GIVEN INSTRUCTION:
Recast all of the rows below as a numbered list with one line per item, skipping blank lines. Leave the pictures out.

[Begin]

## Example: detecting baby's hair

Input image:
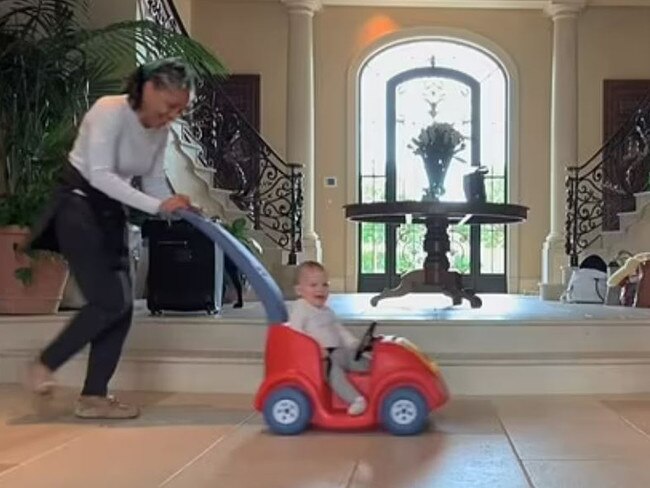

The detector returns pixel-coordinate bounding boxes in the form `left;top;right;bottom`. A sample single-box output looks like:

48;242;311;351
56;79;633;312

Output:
294;261;325;284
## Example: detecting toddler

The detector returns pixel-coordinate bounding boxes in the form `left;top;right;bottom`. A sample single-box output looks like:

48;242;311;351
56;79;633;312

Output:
289;261;370;415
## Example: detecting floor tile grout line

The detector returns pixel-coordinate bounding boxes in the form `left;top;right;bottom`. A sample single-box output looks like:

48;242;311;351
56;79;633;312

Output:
497;413;535;488
0;433;85;481
598;401;650;439
343;461;359;488
158;412;256;488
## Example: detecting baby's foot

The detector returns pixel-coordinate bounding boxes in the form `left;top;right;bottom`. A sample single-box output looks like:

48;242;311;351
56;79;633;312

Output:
348;396;368;416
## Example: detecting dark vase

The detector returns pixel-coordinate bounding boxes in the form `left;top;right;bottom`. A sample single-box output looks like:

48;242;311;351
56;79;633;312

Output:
422;154;451;202
463;166;488;203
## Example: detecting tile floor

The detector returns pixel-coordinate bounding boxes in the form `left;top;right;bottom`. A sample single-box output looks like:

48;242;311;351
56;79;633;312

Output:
0;386;650;488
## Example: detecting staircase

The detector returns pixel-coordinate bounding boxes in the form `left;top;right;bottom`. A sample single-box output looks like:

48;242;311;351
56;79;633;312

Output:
565;97;650;267
137;0;302;297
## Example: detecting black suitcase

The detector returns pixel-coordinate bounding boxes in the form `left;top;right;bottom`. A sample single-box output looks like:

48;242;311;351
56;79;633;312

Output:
142;219;223;315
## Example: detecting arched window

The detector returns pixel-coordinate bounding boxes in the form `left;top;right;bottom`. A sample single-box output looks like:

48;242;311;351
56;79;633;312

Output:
358;39;509;292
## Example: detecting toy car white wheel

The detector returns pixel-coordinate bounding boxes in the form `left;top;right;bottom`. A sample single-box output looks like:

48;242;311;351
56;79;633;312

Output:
389;398;418;425
264;387;312;435
380;388;429;435
272;398;300;425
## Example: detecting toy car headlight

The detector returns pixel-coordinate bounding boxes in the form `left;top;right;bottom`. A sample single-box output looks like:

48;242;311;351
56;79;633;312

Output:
395;337;440;374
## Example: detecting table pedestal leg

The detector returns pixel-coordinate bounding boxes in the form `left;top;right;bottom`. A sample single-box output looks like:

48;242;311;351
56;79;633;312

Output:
370;217;483;308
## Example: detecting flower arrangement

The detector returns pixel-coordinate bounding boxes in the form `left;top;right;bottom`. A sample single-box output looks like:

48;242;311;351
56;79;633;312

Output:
409;98;465;201
410;122;465;159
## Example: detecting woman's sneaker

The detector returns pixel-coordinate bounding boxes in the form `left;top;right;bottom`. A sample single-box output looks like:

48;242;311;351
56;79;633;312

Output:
74;396;140;419
348;396;368;416
25;360;56;395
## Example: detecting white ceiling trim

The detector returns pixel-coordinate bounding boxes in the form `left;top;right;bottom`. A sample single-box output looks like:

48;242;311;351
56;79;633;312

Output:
322;0;650;10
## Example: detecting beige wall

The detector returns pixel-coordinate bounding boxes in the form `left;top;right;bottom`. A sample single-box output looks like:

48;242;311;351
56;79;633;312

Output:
192;0;650;291
315;8;552;294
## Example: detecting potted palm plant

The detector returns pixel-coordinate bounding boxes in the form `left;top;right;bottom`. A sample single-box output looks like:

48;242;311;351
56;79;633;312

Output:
0;0;225;313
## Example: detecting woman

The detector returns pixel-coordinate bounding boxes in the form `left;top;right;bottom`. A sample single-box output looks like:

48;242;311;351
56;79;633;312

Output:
28;59;194;419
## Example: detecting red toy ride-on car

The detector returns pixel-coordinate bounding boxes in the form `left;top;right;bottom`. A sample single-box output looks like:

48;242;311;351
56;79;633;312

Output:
255;322;449;435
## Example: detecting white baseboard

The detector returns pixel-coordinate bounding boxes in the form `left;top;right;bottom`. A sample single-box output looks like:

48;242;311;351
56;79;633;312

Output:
7;351;650;395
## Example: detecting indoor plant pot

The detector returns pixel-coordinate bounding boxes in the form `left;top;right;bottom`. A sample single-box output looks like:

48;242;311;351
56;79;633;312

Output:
0;226;68;314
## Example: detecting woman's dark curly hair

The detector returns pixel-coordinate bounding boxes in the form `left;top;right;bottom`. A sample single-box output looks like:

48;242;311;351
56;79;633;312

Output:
125;58;196;110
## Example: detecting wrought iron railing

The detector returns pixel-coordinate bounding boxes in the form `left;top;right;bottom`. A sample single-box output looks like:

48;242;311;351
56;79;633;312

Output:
138;0;303;264
565;98;650;266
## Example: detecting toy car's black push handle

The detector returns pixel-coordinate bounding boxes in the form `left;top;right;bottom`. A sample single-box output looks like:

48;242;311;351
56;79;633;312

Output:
175;210;288;324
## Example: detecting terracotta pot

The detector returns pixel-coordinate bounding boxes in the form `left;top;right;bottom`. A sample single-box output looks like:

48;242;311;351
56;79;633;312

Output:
0;226;68;315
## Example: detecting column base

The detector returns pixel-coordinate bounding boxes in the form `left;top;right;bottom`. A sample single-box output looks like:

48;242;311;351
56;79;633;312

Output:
539;235;569;301
298;232;323;263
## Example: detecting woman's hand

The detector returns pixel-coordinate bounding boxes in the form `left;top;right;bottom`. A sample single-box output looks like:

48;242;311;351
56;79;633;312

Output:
159;195;192;213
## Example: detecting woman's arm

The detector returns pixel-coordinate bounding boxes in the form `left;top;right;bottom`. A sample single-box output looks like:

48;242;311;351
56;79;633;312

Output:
79;101;162;215
142;133;172;200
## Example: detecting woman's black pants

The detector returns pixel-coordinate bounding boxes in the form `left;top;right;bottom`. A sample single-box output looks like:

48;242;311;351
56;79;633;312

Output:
40;193;133;396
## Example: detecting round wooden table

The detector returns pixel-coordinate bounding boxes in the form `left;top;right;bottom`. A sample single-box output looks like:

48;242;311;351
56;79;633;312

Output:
345;201;528;308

[End]

WRITTEN RESPONSE:
1. ## Example: detecting baby's hair
2. Input image:
3. The detector returns pixel-coordinate bounding boxes in the form `left;top;right;bottom`. A sample single-box output looks like:
4. 48;242;311;351
5. 56;79;633;312
6. Output:
7. 294;261;325;284
8. ## Example: detecting toddler
9. The detector returns pixel-coordinate bounding boxes in the form `left;top;right;bottom`. A sample single-box output looks like:
10. 48;242;311;351
11. 56;79;633;312
12. Output:
13. 289;261;370;415
14. ## Example: detecting floor tile grout line
15. The detector returns pixel-coordinate bounding boxes in the form `left;top;right;bottom`. A sample single-box output looks like:
16. 48;242;311;351
17. 56;79;633;312
18. Output:
19. 497;413;535;488
20. 0;433;85;481
21. 598;401;650;439
22. 343;461;359;488
23. 158;412;256;488
24. ## Example: detecting baby's foot
25. The detector returns pixel-coordinate bounding boxes in the form `left;top;right;bottom`. A sample single-box output looks like:
26. 48;242;311;351
27. 56;79;633;312
28. Output:
29. 348;396;368;416
30. ## Example: detecting dark vase
31. The detector returns pixel-coordinate bounding boxes in the form `left;top;right;bottom`. A sample single-box output looks like:
32. 48;242;311;351
33. 56;79;633;312
34. Output:
35. 422;154;451;202
36. 463;166;488;203
37. ## Example: detecting tile floor
38. The detector returns pixel-coordinate bounding boxes in the form `left;top;right;bottom`. A sample single-box output looks like:
39. 48;242;311;351
40. 56;79;633;312
41. Output:
42. 0;386;650;488
43. ## Example: detecting staircase
44. The detector returns pixel-coordinate bounding boxes in the form `left;top;right;bottom`. A sample single-box output looks like:
45. 48;242;311;351
46. 56;79;633;312
47. Output:
48. 565;97;650;267
49. 137;0;302;297
50. ## Example: detecting black suitcase
51. The detector returns pixel-coordinate bounding boxes in the form `left;top;right;bottom`. A sample single-box output looks like:
52. 48;242;311;351
53. 56;79;633;312
54. Output:
55. 142;219;223;315
56. ## Example: detecting arched window
57. The detector returns pixel-coordinate bounding boxes in the form `left;top;right;bottom`. A sample single-box output looks like:
58. 48;242;311;351
59. 56;79;633;312
60. Output:
61. 358;39;509;292
62. ## Example: detecting toy car white wheel
63. The detector returns pixel-coordinate bounding boxes in the form `left;top;right;bottom`. A sample single-box output looks like:
64. 48;242;311;351
65. 56;79;633;312
66. Output:
67. 389;398;418;425
68. 264;387;312;435
69. 380;388;429;435
70. 272;398;300;425
71. ## Example: detecting toy car headlight
72. The detector returns pixel-coordinate bounding boxes in the form `left;top;right;bottom`. A sample single-box output looks like:
73. 48;242;311;351
74. 56;79;633;312
75. Output:
76. 395;337;440;374
77. ## Example: detecting table pedestal leg
78. The detector returns pixel-coordinate bounding boxes in the form `left;top;right;bottom`. A sample single-box output looks like:
79. 48;242;311;351
80. 56;79;633;312
81. Output:
82. 370;217;483;308
83. ## Example: detecting flower arrangement
84. The detector returns pixel-coordinate bounding boxes in the form `left;top;right;bottom`. A sample single-box output looks like:
85. 48;242;311;351
86. 56;79;633;312
87. Output:
88. 409;98;465;201
89. 410;122;465;159
90. ## Example: detecting woman's sneaker
91. The detector returns pixel-coordinate bounding boxes in the form `left;top;right;bottom`. A sample single-box output looks like:
92. 48;242;311;351
93. 56;79;633;312
94. Output:
95. 74;396;140;419
96. 348;396;368;416
97. 25;360;56;395
98. ## Example: detecting white ceiling trim
99. The detector returns pixel-coordinate bounding boxes in the form `left;top;right;bottom`. A sample single-box output looks like:
100. 48;242;311;351
101. 56;79;633;312
102. Output:
103. 322;0;650;10
104. ## Example: detecting beige wall
105. The detector returns pixel-coordinate bounding boxes in the form `left;top;right;bottom`. A sample single-box output looks like:
106. 48;242;311;351
107. 56;79;633;312
108. Output:
109. 192;0;650;291
110. 315;8;552;294
111. ## Example: detecting potted palm plant
112. The detector returns pixel-coordinate bounding boxes in the form `left;top;right;bottom`. A sample single-box output looks like:
113. 48;242;311;351
114. 56;79;633;312
115. Output:
116. 0;0;225;313
117. ## Example: detecting woman
118. The detector returns pixel-coordinate bounding boxes in the form `left;top;right;bottom`. A sample single-box output looks like:
119. 48;242;311;351
120. 56;79;633;312
121. Output:
122. 28;59;194;419
123. ## Example: detecting red toy ride-on car
124. The detector returns pixel-coordinate bounding boxes in the form `left;top;right;bottom`. A sample single-box output looks like:
125. 48;242;311;351
126. 56;79;633;312
127. Output:
128. 255;322;449;435
129. ## Example: detecting white baseboard
130. The detector returns pixel-coordinate bounding boxes in the form `left;top;right;bottom`. A sample single-box output looks like:
131. 48;242;311;351
132. 56;79;633;312
133. Output:
134. 7;351;650;395
135. ## Example: detecting indoor plant pot
136. The detector returns pixel-coordinate bounding boxes in the form `left;top;right;bottom`. A sample single-box output looks like:
137. 48;242;311;351
138. 56;79;633;312
139. Output:
140. 0;226;68;314
141. ## Example: detecting woman's dark curly hair
142. The detector returns pixel-coordinate bounding boxes in the form `left;top;right;bottom`. A sample single-box output looks like:
143. 48;242;311;351
144. 56;79;633;312
145. Output:
146. 125;58;196;110
147. ## Example: detecting wrought iron railing
148. The detector returns pixel-coordinate bounding boxes in the form `left;top;right;bottom`. A sample single-box output looks like:
149. 48;242;311;351
150. 56;79;633;312
151. Output:
152. 138;0;303;264
153. 565;98;650;266
154. ## Example: detecting toy car's black push handle
155. The detector returns pixel-coordinate bounding boxes in the form `left;top;right;bottom`. A sample single-box output looks like:
156. 48;242;311;351
157. 56;79;633;312
158. Output:
159. 175;210;288;324
160. ## Example: detecting terracotta pot
161. The detector returns pixel-coordinate bounding boxes in the form `left;top;right;bottom`. A sample single-box output looks like:
162. 48;242;311;351
163. 56;79;633;312
164. Output:
165. 0;226;68;315
166. ## Example: detecting column base
167. The detector returns pixel-coordinate bounding boxes in the form `left;top;right;bottom`. A sample single-box output looks like:
168. 48;242;311;351
169. 56;79;633;312
170. Output:
171. 539;235;569;301
172. 298;232;323;263
173. ## Example: detecting woman's hand
174. The detector returns pixel-coordinate bounding boxes in the form `left;top;right;bottom`. A sample single-box output looks like:
175. 48;242;311;351
176. 56;79;633;312
177. Output:
178. 159;195;192;213
179. ## Example: detecting woman's arm
180. The detector returns pixel-coordinate bounding boxes in the form `left;top;right;bottom`. A sample single-box output looks like:
181. 48;242;311;351
182. 56;79;633;312
183. Output:
184. 79;101;162;215
185. 142;133;172;200
186. ## Example: detecting woman's black pants
187. The detector returns pixel-coordinate bounding boxes in the form `left;top;right;bottom`. A sample single-box output looks like:
188. 48;242;311;351
189. 56;79;633;312
190. Output:
191. 40;193;133;396
192. ## Example: detecting round wooden table
193. The detector returns pixel-coordinate bounding boxes in the form `left;top;right;bottom`. A sample single-box output looks like:
194. 48;242;311;351
195. 56;79;633;312
196. Output:
197. 345;201;528;308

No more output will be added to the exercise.